Qwen 3.6 27B in RTX PRO 6000 - Why high RAM usage?

Posted by ubnew@reddit | LocalLLaMA | View on Reddit | 27 comments

Hey guys so I am running unsloth/Qwen3.6-27B-GGUF:UD-Q8_K_XL in RTX PRO 6000 Blackwell Max-Q and I am not sure what is the cause of using this high ammount of RAM memory (cache'd)

I am using this llama-server script:

MODEL="unsloth/Qwen3.6-27B-GGUF:UD-Q8_K_XL"
TEMPLATE="./qwen3.6-27b-chat.jinja"

llama-server -hf "$MODEL" \
  --jinja \
  --chat-template-file "$TEMPLATE" \
  --chat-template-kwargs '{"preserve_thinking": true}' \
  --ctx-size 262144 \
  -fa on \
  -ngl 99 \
  --temp 0.6 \
  --top-p 0.95 \
  --top-k 20 \
  --min-p 0.00 \
  --repeat-penalty 1.0 \
  --presence-penalty 0.0 \
  --host 0.0.0.0 \
  --port 8080

with CUDA Version: 13.1

It's practically the same script I was using for other models without any issue, but with qwen 3.6 35B A3B and the new 27B the prompt processing is getting slow and I guess it's because it's offloading cache to ram? I've tried setting the KV to Q8 without success.

Any ideas?

== == ==

### REQUIRED TASKS
a – Return everything in the forum post from "Hey guys so" down to "RAM memory (cache'd)".
b – Answer these from the forum post:
(i) What value does the script pass to --ctx-size?
(ii) Which CUDA version is listed?
(iii) What did the poster set the KV to without success?

### RECORD SET

== == ==

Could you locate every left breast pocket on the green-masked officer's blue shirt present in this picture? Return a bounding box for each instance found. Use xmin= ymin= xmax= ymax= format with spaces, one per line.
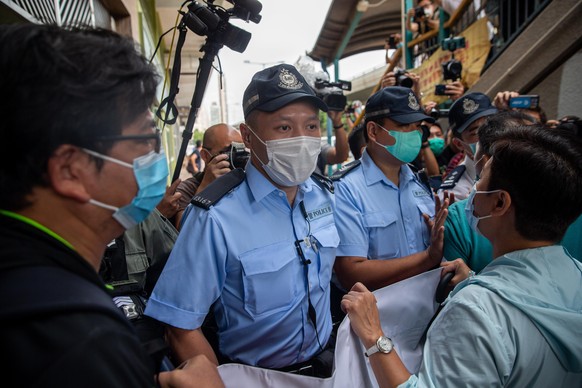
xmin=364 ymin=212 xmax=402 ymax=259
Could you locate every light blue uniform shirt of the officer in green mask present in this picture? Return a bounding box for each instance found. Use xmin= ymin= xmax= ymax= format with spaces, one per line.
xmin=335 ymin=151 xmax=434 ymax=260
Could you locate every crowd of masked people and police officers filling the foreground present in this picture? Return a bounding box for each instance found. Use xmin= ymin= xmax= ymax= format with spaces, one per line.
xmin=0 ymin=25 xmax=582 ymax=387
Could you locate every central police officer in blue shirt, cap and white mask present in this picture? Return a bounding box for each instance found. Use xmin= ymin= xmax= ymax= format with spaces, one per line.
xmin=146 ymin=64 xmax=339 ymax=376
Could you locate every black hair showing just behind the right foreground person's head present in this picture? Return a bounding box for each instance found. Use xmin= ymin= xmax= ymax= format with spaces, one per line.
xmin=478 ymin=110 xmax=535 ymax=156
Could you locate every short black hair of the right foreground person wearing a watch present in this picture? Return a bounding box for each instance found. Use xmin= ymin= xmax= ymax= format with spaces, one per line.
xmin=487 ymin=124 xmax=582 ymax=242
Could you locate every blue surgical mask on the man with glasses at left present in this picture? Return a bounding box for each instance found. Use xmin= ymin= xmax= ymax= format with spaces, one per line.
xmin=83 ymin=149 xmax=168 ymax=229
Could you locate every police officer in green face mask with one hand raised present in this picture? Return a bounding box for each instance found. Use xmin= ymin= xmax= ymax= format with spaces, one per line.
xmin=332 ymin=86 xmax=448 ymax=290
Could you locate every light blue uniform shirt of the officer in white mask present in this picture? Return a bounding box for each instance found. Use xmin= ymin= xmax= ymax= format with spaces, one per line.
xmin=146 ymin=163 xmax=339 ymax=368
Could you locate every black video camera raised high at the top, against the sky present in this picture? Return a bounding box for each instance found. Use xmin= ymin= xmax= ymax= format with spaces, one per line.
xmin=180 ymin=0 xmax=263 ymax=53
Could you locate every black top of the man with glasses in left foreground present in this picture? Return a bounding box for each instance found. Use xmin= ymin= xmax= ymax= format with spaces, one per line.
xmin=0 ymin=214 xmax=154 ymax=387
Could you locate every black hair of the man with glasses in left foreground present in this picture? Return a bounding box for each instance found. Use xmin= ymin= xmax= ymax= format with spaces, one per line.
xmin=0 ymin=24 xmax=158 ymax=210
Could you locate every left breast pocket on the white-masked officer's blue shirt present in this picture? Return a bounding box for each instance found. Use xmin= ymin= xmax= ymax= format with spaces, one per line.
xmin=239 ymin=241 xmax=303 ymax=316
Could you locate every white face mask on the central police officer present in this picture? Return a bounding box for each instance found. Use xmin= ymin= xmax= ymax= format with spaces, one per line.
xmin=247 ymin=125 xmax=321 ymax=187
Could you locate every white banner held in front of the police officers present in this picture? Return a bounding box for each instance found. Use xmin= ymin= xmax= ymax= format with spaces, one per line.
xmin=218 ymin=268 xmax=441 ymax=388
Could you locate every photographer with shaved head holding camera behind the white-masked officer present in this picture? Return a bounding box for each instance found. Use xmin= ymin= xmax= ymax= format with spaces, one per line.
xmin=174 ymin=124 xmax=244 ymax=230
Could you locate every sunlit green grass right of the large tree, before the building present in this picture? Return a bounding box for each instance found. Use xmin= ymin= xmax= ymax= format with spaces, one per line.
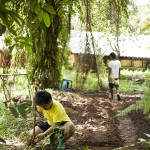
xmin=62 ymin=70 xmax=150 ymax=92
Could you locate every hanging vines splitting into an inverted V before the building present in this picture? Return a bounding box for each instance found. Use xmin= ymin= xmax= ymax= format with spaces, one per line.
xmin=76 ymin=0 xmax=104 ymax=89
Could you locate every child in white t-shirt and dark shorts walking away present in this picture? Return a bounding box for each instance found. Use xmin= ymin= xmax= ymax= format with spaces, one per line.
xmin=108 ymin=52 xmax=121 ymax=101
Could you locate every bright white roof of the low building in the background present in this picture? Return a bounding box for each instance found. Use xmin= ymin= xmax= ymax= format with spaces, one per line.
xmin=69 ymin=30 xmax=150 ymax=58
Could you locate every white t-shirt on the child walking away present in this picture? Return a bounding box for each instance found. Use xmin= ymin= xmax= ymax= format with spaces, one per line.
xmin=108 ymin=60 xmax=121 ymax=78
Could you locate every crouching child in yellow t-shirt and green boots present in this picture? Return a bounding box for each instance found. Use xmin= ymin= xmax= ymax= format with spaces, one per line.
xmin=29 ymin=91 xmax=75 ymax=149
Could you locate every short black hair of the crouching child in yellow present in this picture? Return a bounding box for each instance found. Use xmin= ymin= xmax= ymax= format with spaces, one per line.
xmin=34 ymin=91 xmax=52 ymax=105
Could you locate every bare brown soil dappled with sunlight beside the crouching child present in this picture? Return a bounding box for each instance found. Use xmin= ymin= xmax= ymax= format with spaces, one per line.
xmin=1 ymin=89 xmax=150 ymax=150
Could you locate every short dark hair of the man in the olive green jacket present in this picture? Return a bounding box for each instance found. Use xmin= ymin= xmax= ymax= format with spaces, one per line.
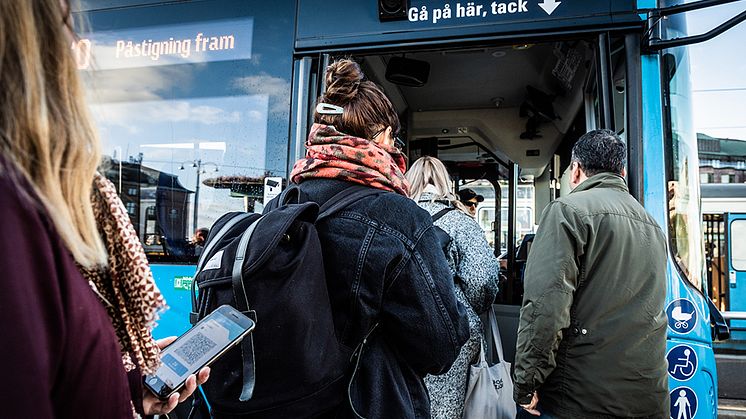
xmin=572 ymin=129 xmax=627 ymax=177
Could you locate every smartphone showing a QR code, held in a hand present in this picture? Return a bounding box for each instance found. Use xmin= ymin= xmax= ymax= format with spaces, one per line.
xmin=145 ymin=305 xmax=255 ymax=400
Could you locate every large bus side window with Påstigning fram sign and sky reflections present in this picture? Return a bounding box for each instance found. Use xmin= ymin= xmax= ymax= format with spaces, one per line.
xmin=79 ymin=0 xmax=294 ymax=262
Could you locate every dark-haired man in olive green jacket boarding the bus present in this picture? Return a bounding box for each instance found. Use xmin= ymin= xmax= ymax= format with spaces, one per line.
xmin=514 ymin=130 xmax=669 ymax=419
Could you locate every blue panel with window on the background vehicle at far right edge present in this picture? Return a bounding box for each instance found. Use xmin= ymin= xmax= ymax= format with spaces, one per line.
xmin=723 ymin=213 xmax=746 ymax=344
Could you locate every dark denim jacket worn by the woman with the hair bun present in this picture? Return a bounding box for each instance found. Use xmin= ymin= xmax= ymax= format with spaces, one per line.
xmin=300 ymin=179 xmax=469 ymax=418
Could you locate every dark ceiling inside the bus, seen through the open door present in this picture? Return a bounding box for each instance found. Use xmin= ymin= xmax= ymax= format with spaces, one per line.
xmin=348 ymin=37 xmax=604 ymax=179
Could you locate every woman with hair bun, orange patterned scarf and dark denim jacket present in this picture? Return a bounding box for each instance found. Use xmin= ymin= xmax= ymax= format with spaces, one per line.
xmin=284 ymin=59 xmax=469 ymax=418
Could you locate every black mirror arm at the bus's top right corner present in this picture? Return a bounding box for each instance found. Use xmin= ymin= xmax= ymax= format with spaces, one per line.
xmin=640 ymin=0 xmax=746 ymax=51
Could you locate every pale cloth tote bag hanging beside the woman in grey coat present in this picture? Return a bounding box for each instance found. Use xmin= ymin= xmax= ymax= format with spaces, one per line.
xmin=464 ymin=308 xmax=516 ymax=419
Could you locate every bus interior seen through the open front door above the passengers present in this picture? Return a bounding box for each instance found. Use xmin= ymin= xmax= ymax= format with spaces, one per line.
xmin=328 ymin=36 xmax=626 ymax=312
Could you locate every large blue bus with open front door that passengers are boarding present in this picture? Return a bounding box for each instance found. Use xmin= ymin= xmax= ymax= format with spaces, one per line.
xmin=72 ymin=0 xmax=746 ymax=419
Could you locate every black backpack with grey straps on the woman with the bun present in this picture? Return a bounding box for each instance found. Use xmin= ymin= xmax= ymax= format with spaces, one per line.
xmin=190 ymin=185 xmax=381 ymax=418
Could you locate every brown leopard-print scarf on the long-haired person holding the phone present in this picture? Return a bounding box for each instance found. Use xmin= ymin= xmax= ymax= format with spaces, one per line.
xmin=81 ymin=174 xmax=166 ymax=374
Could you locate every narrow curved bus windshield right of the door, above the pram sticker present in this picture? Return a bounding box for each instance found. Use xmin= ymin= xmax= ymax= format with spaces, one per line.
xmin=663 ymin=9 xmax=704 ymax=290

== == ==

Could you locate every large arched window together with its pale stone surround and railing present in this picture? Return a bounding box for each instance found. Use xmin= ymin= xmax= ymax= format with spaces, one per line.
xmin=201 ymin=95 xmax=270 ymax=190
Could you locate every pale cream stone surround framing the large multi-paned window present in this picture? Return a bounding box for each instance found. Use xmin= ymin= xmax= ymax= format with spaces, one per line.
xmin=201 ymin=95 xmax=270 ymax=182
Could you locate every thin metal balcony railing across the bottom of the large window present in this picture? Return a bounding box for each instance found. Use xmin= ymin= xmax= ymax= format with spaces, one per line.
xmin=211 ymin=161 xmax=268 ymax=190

== == ==

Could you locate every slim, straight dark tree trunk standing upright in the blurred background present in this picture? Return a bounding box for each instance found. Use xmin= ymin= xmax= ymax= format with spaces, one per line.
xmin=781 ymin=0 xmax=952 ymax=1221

== == ==

### RESPONSE LIST
a –
Hey guys so I am running unsloth/Qwen3.6-27B-GGUF:UD-Q8_K_XL in RTX PRO 6000 Blackwell Max-Q and I am not sure what is the cause of using this high ammount of RAM memory (cache'd)

b –
(i) 262144
(ii) 13.1
(iii) Q8